__Problem description__:
Copy out, word for word, the rows from the line containing "Note: for this drill, mark the tree branch" through the last of the rows, including both of those lines.

* BEGIN Extracted information *

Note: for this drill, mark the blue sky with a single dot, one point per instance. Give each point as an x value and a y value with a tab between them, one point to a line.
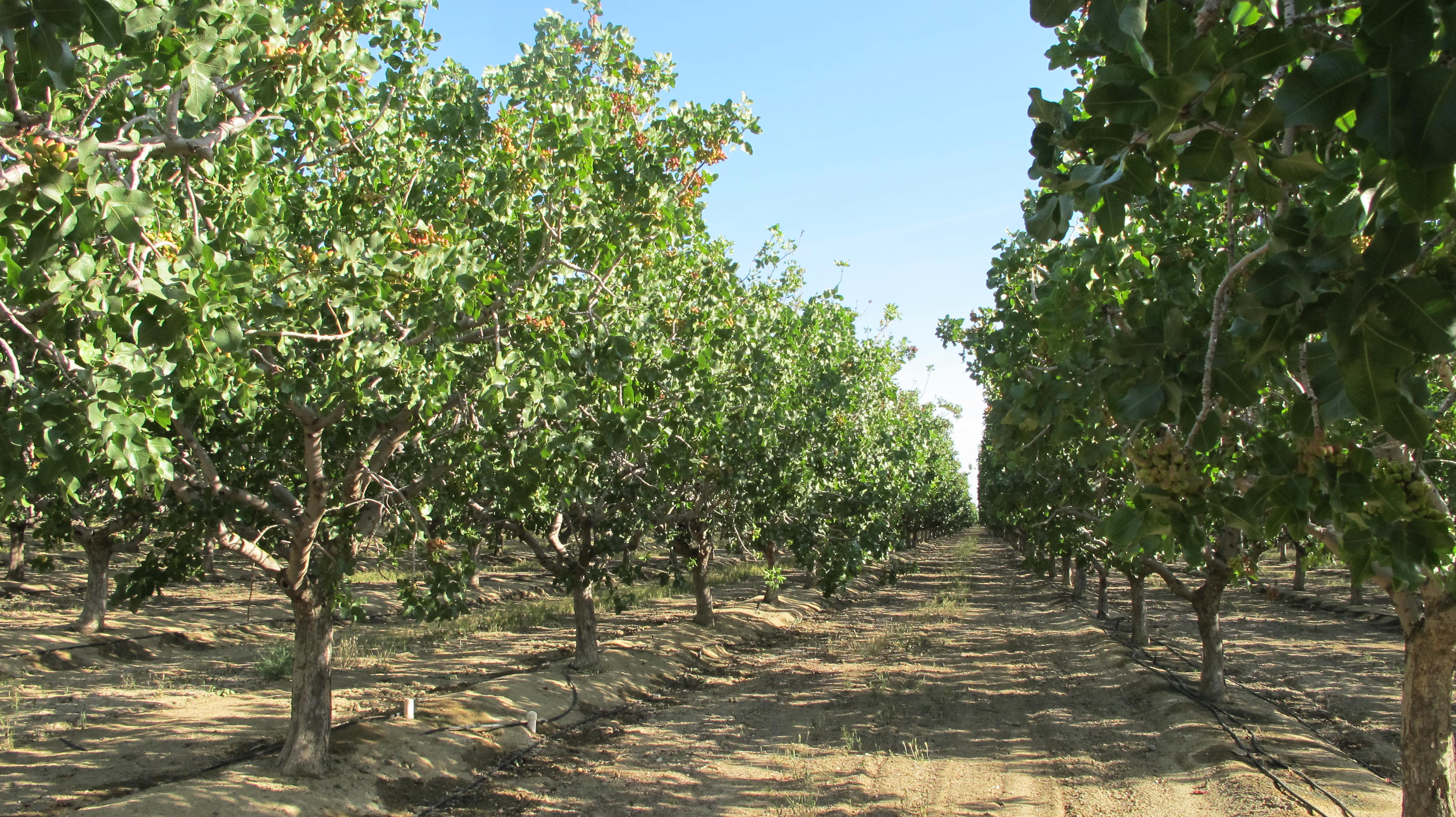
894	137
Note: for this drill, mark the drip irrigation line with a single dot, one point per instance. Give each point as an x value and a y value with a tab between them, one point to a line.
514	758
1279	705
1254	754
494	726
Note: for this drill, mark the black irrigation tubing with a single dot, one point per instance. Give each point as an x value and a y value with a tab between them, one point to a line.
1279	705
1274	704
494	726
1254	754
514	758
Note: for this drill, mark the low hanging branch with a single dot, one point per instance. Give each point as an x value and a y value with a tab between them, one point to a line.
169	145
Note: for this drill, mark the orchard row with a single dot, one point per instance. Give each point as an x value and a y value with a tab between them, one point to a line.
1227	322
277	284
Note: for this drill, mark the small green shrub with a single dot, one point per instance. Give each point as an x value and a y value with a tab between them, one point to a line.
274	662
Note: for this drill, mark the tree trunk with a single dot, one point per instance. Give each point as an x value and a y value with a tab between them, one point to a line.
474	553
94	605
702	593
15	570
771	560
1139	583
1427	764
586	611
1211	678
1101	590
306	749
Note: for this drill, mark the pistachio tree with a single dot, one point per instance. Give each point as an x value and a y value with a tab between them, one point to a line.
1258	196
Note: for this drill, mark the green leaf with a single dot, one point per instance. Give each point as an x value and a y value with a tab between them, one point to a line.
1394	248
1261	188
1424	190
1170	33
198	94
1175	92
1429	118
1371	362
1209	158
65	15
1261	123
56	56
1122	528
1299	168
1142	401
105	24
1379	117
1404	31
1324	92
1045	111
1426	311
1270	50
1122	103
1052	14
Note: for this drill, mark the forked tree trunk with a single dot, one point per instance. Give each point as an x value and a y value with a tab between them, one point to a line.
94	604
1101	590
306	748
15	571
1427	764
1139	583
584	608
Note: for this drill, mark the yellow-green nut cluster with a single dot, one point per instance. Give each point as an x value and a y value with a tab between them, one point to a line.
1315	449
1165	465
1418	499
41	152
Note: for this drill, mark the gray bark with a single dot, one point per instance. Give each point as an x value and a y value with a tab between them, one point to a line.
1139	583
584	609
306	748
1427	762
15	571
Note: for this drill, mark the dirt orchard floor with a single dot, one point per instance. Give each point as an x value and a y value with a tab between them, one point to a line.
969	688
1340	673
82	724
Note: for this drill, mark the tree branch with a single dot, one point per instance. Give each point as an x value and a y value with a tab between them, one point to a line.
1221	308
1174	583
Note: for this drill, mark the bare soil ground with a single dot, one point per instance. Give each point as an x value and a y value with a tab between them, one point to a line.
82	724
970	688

* END Extracted information *

__Solution__:
Note: for this drill, mark the tree branch with a single dot, one point per instance. Give each point as an x value and a y value with a tab between them, one point to a line.
1221	308
1174	583
Note: for this drill, mark the bare soil ground with a single dot, one point per instance. Give each point as an x value and a y value with a tab between them, one point to a line.
82	724
970	688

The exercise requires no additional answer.